- [Exercise directions]: Keep only the lines of the data below that contain "background", and copy them.

Information supplied START

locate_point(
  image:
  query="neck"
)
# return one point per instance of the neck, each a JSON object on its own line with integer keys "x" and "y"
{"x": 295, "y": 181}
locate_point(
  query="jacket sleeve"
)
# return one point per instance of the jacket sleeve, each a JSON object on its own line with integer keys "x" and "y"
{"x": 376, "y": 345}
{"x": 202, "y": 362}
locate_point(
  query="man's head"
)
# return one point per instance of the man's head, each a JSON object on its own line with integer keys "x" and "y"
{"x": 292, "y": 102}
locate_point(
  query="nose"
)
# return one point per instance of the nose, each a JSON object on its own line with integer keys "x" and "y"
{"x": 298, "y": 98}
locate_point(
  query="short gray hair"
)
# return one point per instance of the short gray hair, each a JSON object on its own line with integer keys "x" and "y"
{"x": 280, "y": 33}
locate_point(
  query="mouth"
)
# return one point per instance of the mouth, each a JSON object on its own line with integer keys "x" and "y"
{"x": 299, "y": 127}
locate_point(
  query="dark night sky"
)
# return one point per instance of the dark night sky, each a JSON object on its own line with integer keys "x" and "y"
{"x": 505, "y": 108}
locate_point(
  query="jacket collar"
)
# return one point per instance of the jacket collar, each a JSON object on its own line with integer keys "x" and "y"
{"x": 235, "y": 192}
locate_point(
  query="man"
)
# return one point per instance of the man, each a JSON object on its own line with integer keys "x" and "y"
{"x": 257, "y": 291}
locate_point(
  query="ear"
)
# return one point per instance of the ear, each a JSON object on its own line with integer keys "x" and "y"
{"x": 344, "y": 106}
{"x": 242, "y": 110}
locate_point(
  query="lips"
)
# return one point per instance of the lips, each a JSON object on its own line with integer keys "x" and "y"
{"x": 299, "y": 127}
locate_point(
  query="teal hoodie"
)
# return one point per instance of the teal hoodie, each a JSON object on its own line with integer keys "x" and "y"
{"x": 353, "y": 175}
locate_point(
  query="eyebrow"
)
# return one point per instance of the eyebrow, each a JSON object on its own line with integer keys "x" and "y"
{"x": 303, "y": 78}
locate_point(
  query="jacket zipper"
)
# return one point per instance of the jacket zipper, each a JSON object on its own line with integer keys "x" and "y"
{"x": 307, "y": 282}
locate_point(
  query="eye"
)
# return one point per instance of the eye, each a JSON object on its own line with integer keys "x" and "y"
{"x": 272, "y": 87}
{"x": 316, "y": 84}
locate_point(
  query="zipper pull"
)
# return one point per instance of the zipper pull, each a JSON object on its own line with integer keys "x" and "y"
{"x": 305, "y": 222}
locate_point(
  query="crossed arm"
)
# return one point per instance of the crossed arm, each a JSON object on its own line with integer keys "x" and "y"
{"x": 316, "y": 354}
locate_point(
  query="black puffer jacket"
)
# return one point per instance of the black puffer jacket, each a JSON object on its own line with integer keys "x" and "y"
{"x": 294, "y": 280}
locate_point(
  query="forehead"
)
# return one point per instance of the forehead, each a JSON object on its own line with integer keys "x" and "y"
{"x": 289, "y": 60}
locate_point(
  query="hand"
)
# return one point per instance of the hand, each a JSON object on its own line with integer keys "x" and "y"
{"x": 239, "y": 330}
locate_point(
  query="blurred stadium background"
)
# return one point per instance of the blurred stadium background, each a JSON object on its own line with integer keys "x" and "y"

Information supplied END

- [Answer area]:
  query="blurred stadium background"
# return one point per instance of the blurred stadium background, each a JSON object on its own line with integer keys "x" and "y"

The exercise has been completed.